* **Work item**: Reproduce the lines from the one containing "</instance>" through the one containing "1727L275 1712L264 1719L241", inclusive, substituting "foreground clicks" for every occurrence of "positive clicks" and leaving all else unchanged.

+ + +

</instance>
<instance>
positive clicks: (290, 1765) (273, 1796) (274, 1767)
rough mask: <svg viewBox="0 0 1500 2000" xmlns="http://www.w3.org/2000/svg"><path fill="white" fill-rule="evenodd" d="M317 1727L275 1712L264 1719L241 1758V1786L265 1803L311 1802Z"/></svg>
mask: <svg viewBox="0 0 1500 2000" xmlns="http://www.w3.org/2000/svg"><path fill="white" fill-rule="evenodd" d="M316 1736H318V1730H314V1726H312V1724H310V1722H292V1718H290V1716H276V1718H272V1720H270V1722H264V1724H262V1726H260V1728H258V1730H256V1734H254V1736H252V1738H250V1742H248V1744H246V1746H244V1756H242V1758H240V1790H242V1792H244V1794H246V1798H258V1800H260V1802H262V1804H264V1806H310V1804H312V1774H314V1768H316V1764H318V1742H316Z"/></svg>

+ + +

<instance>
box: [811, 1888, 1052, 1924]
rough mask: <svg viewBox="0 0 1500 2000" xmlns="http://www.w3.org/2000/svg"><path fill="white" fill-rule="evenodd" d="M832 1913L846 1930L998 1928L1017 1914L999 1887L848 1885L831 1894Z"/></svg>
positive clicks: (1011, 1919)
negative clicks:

+ + +

* **Reply to the exercise**:
</instance>
<instance>
foreground clicks: (290, 1765) (273, 1796) (274, 1767)
rough mask: <svg viewBox="0 0 1500 2000" xmlns="http://www.w3.org/2000/svg"><path fill="white" fill-rule="evenodd" d="M317 1727L275 1712L264 1719L241 1758V1786L265 1803L311 1802Z"/></svg>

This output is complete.